Exercise objective ▸ Without the images, reproduce each line of the material exactly.

·····

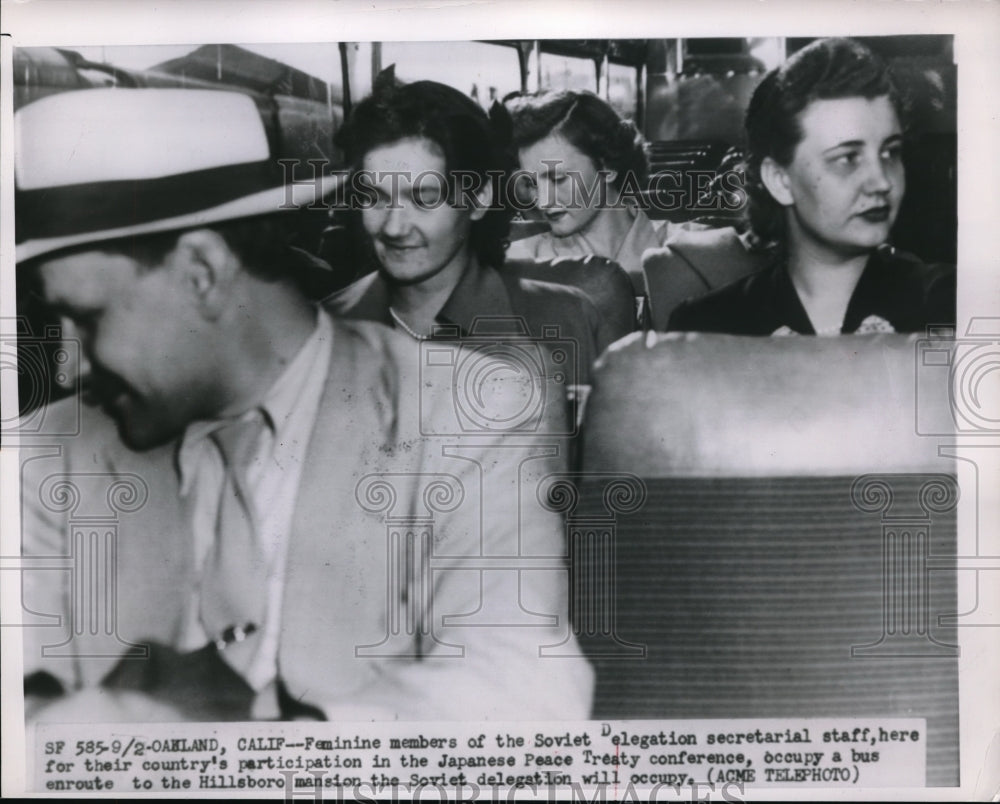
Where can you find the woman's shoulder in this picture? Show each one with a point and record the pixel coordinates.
(738, 308)
(918, 293)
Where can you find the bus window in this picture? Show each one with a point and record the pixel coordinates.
(567, 72)
(621, 89)
(484, 71)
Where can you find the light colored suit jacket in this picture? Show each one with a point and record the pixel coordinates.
(425, 579)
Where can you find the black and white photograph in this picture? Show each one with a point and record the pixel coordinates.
(466, 402)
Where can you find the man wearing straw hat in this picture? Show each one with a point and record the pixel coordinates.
(252, 577)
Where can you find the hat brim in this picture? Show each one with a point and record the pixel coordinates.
(275, 200)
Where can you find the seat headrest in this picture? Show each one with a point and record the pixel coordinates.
(689, 404)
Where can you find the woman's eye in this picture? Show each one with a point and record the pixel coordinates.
(894, 153)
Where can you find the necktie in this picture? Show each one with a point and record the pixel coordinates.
(234, 579)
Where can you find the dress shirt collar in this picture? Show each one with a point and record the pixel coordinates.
(278, 403)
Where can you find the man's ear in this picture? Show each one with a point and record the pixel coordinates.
(207, 267)
(775, 179)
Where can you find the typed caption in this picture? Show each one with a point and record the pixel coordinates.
(438, 759)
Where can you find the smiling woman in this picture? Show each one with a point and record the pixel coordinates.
(825, 182)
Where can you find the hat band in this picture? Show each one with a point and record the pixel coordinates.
(102, 206)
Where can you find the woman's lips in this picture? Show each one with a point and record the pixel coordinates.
(875, 214)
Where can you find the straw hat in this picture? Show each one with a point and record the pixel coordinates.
(100, 164)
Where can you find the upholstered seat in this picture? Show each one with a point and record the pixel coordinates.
(781, 534)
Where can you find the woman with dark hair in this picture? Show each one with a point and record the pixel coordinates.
(428, 166)
(588, 166)
(824, 179)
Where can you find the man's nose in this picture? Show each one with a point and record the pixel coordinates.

·····

Result for this exercise ▸
Where can you find the woman's shoulder in this picture? Show each one with a point and record the pixel coordinates.
(738, 308)
(918, 293)
Where can you find the bus window in this picture? Show each one with a point and record the pixel coordinates.
(567, 72)
(621, 89)
(484, 71)
Where can you find the light colored suit jacket in this picture? Show each one with a point and record the pixel coordinates.
(425, 579)
Where can you find the black and white photograph in this picture? Show each one with a point and record the pixel coordinates.
(466, 402)
Where can you find the man wearing straw hat in this picture? Show each one with a point and record the pixel coordinates.
(252, 577)
Where can you find the hat brim in this picture? Show each one with a point and record the pixel coordinates.
(275, 200)
Where can you find the seat headrest in this picture? Show each one with a point and record the pixel coordinates.
(689, 404)
Where can you find the woman's eye in this picture? Show each one with a point and record the pixel coordinates.
(894, 153)
Where can you find the necktie in this picture? Show each one with a point and record the pixel coordinates.
(234, 579)
Where can you find the dress shirt collar in this picture? Show each one with a point and record the pixel coordinates.
(278, 403)
Where can you find the man's ear in this picture? Show each one with a point and record the pixel coordinates.
(207, 267)
(775, 179)
Where can you find the typed caption in this picture? Show each one with a point and record the pixel coordinates.
(438, 759)
Where can you find the smiling woman in this picture? Show each one with a point and record the pixel coordinates.
(825, 182)
Where can you find the hat band in this picture? Show each one with a point and record the pixel coordinates.
(102, 206)
Where can you find the woman's lips in this picture? Show each one with a point and record the pixel coordinates.
(875, 214)
Where can you find the straw hat in this picture? Show each one with a point and record the pixel coordinates.
(100, 164)
Where can you find the upholstered seat in this picture? Show each one with a point and record the pixel coordinates.
(781, 534)
Where can you find the woman with dark hair in this picture? Show each one with a point and record the pixel coordinates.
(428, 166)
(588, 166)
(824, 179)
Where can you find the man's nose in this picture? Show each one with a point and record the pixel coordinates.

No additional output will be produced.